Written request: Copy the records below word for word, leaving out the pictures.

● ● ● ● ● ● ●

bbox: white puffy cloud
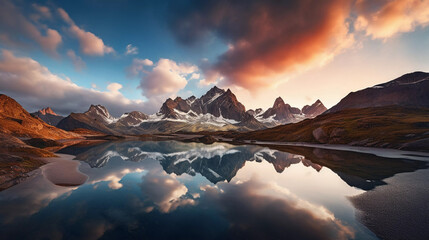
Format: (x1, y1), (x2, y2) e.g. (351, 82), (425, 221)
(126, 58), (153, 78)
(58, 8), (115, 56)
(139, 58), (198, 101)
(0, 0), (62, 55)
(140, 170), (195, 213)
(0, 50), (158, 116)
(67, 49), (86, 71)
(32, 3), (52, 20)
(125, 44), (139, 55)
(355, 0), (429, 39)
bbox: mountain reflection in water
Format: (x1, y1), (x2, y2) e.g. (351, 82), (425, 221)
(0, 141), (426, 239)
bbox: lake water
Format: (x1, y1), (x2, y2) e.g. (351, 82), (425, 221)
(0, 141), (429, 239)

● ● ● ● ● ● ●

Task result:
bbox: white puffy cloud
Format: (x1, y1), (x2, y2) e.g. (351, 82), (425, 221)
(126, 58), (153, 78)
(58, 8), (115, 56)
(139, 58), (198, 101)
(0, 0), (62, 55)
(140, 170), (195, 213)
(0, 50), (158, 116)
(67, 49), (86, 71)
(32, 3), (52, 20)
(125, 44), (139, 55)
(355, 0), (429, 39)
bbox: mountain reflection in water
Format: (x1, y1), (x2, y2) e.g. (351, 82), (425, 221)
(0, 141), (426, 239)
bbox: lake water
Format: (x1, y1), (x2, y2) e.g. (351, 82), (425, 221)
(0, 141), (429, 239)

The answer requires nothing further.